**What you should do**
Copy the entries below word for word.

**Given records**
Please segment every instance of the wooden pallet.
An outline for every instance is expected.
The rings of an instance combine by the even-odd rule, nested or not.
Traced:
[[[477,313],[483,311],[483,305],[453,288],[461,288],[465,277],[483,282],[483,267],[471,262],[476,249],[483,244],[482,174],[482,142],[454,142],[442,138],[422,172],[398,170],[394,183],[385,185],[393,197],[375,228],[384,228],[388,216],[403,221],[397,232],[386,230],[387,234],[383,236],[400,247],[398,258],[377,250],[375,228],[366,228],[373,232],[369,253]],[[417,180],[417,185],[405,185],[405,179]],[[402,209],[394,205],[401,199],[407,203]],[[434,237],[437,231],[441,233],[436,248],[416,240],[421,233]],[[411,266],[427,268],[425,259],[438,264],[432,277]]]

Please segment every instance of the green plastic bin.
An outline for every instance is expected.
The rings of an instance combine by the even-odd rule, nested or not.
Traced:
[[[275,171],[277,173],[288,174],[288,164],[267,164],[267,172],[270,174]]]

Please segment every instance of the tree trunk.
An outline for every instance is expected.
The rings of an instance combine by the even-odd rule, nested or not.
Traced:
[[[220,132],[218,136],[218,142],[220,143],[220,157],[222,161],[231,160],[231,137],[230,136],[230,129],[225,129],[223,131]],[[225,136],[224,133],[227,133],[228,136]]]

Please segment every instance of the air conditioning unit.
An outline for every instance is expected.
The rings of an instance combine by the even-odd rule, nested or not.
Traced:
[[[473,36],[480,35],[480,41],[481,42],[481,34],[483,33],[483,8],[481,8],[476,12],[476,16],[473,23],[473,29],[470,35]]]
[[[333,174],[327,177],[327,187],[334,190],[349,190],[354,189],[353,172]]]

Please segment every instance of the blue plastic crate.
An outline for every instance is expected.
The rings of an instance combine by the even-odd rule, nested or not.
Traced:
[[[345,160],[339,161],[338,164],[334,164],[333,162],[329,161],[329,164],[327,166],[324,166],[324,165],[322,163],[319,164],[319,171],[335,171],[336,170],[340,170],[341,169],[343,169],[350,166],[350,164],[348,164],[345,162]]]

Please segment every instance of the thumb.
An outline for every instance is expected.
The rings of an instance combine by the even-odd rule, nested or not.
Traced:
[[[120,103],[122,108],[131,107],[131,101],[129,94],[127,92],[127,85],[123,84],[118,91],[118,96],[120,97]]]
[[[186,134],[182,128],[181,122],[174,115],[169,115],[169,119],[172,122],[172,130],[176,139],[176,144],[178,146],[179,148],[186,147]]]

**Written answer**
Please segment every instance of the wooden pallet.
An outline for every instance is expected.
The rings of an instance combine by the even-odd rule, nested or not.
Traced:
[[[477,313],[483,311],[483,305],[453,288],[461,288],[465,277],[483,282],[483,267],[471,262],[476,249],[483,244],[482,174],[482,142],[454,142],[442,138],[422,172],[398,170],[394,183],[385,185],[393,197],[375,228],[384,228],[388,216],[403,221],[397,232],[386,230],[387,234],[383,236],[400,247],[398,258],[377,250],[375,228],[366,228],[373,232],[369,253]],[[417,180],[417,185],[405,185],[405,179]],[[402,209],[394,205],[401,199],[407,203]],[[434,237],[437,231],[441,233],[436,248],[416,240],[421,233]],[[411,266],[427,268],[425,259],[438,264],[432,277]]]

Please segment every instance of the green plastic bin.
An outline for every instance is expected.
The rings of an instance combine by the even-odd rule, nested or not.
Traced:
[[[275,171],[277,173],[288,174],[288,164],[267,164],[267,172],[270,174]]]

Please segment every instance of the tree trunk.
An outline for every instance is expected.
The rings of an instance combine by the even-odd rule, nested or not.
Traced:
[[[220,132],[218,136],[218,142],[220,143],[220,157],[222,161],[231,160],[231,137],[230,136],[230,129],[225,129],[223,131]],[[225,136],[224,133],[227,133],[228,136]]]

Please segment every instance of the air conditioning unit.
An outline for every instance is expected.
The rings of an instance combine by the even-odd rule, nested or not.
Traced:
[[[473,36],[480,35],[480,41],[481,42],[481,34],[483,33],[483,8],[481,8],[476,12],[476,16],[473,23],[473,29],[470,35]]]
[[[333,174],[327,177],[327,187],[334,190],[349,190],[354,189],[353,172]]]

Please segment every instance of the blue plastic crate.
An outline for every instance is expected.
The rings of an instance combine by the even-odd rule, nested or not.
Traced:
[[[345,160],[339,161],[338,164],[334,164],[333,162],[329,161],[329,164],[327,166],[324,166],[324,165],[322,163],[319,164],[319,171],[335,171],[336,170],[340,170],[341,169],[343,169],[350,166],[350,164],[348,164],[345,162]]]

Please segment every instance of the thumb.
An outline for every instance is expected.
The rings of an instance combine by the even-odd rule, nested or not.
Traced:
[[[120,103],[122,108],[131,107],[131,101],[129,94],[127,92],[127,85],[123,84],[118,91],[118,96],[120,97]]]
[[[186,134],[182,128],[181,122],[174,115],[169,115],[169,119],[172,122],[172,130],[176,139],[176,144],[178,146],[179,148],[186,147]]]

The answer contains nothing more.